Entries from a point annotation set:
┄┄┄┄┄┄┄┄┄┄

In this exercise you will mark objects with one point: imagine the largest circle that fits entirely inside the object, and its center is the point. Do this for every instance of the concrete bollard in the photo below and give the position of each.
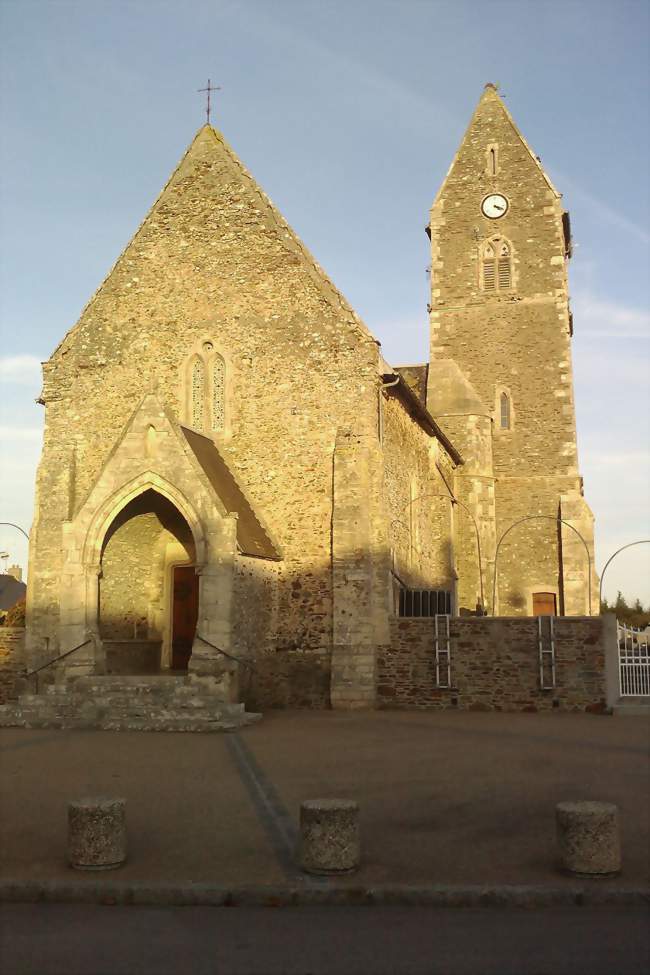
(97, 833)
(329, 836)
(588, 838)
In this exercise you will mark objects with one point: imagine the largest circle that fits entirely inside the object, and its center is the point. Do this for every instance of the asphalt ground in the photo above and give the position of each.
(445, 798)
(82, 939)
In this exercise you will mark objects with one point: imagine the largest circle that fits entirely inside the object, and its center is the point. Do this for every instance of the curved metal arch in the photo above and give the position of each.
(112, 506)
(537, 518)
(10, 524)
(643, 541)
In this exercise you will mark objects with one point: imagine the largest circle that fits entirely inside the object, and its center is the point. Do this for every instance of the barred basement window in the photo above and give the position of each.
(505, 411)
(198, 393)
(218, 393)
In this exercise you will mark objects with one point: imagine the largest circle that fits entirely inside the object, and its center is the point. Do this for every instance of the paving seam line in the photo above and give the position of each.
(271, 811)
(179, 895)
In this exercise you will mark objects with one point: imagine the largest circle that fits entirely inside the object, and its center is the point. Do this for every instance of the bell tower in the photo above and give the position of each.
(500, 380)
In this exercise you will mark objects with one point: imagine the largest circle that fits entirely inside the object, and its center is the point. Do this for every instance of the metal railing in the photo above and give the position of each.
(55, 660)
(546, 651)
(633, 661)
(230, 656)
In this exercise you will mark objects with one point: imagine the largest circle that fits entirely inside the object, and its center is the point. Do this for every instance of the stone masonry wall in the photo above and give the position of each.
(515, 341)
(214, 261)
(494, 666)
(12, 661)
(419, 520)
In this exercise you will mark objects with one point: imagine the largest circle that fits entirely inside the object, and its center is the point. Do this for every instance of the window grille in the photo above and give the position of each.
(496, 265)
(504, 267)
(218, 393)
(424, 602)
(198, 393)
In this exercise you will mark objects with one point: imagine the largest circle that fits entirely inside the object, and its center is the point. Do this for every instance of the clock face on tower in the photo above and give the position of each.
(493, 206)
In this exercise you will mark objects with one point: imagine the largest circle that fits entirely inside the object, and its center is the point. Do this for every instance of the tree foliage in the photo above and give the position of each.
(636, 615)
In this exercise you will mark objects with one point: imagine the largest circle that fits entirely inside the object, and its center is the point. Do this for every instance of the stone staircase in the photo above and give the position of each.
(129, 703)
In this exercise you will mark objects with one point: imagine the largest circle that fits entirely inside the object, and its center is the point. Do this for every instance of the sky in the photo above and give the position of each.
(348, 114)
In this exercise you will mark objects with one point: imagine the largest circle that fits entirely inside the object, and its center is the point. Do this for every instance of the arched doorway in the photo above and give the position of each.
(144, 608)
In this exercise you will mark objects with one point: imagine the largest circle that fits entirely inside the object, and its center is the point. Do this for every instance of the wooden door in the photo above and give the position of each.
(544, 604)
(184, 614)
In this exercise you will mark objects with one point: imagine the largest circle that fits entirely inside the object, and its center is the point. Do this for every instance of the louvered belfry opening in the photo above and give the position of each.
(496, 261)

┄┄┄┄┄┄┄┄┄┄

- **PROBLEM DETAILS**
Copy the listing word for word, excluding its pictures.

- **CORRECT RESPONSE**
In this exercise you will mark objects with one point: imagine the largest circle that fits entirely inside the object, and its center is the point. Do this for every instance of the concrete bollard in the photo below and give the position of each.
(97, 833)
(329, 836)
(588, 838)
In this exercise you will mark objects with one point: imagine the largest circle that fits entirely inside the object, and its center is the point. Do this for every instance of the asphalt ground in the photo above and give the position of each.
(445, 798)
(82, 939)
In this exercise you will mark objects with one point: imagine the largest circle that fits entirely inside the object, and its center is the point. Do this for every instance of the curved metal arch in the photo above and give the position of each.
(112, 506)
(537, 518)
(10, 524)
(643, 541)
In this exercise you will mark objects with one point: imagine the largest circle that fits entirely inside the object, and its center is the point. Do this for every instance of the barred basement window in the photo above and give the position of each.
(505, 411)
(198, 393)
(218, 393)
In this exercise you will mark objects with one point: imagine the largest circle that fits entirely inside the object, and its center is the point. Do this for every instance of the paving seam line in the photo above and give the position of each.
(271, 811)
(179, 895)
In this exercise you will mark objects with one point: imagine the largest circle that fits entirely inside the object, and its center is the point. Do this for every instance of the bell tower in the photo above and give the position of each.
(500, 380)
In this exercise you will mark objects with one point: imagine the largest circle that fits entirely inside the object, and its center is the point. Do this for every instance of the metal railing in the photo above and give the position of each.
(55, 660)
(546, 651)
(633, 661)
(230, 656)
In this exercise you will mark objects with one point: imagine the largest circle that fits entirely inside the object, and its center is the point. Do this for every instance of the stone masonry wall in the photo above and give the position of each.
(515, 341)
(214, 261)
(494, 666)
(12, 661)
(419, 520)
In this exercise you will mark objects with one point: imagine the largest circle that fits entirely inside the object, and its center is the point. Do this for every instance of the window grille in the photo above and give the position of each.
(496, 265)
(504, 267)
(218, 393)
(424, 602)
(198, 393)
In this exercise you will mark objects with one point: imagine the largest circle that fits entirely inside the object, and its center is the point. Do this for every instance of the clock face on tower in the photo above and give the position of each.
(493, 206)
In this exercise you will mark objects with one point: imagine the largest circle that fits entirely inside the object, and its center is the point. Do this for every instance of the tree foliage in the photo above and give the position of each.
(636, 615)
In this exercise you will mark objects with one point: imagine the largest circle that fits entirely inside the object, and its center is the point. Do this for every instance of the stone staircase in the photo above and give the position of each.
(129, 703)
In this exercise you will mark objects with one point: imagine the largest circle that fits entirely inside the object, and its center is the point. Do this for every instance of the sky in the photo above and give the position of each.
(348, 114)
In this exercise you will mark objects with one point: imagine the largest circle that fits entirely inside the object, and its center is the point. Do this for every instance of the arched doorway in the photo above and give the position of each.
(144, 608)
In this exercise you will mark objects with one point: imagine the largest circle that fits entirely inside the object, and its center is the point. Do this for every instance of the wooden door in the photo above and give the position of each.
(544, 604)
(184, 614)
In this exercise you will mark objects with one point: imagine the largest circle that fits entirely inside the object, and its center is the point. Do this for every instance of the louvered belfry opening in the photo above and give the position of each.
(496, 261)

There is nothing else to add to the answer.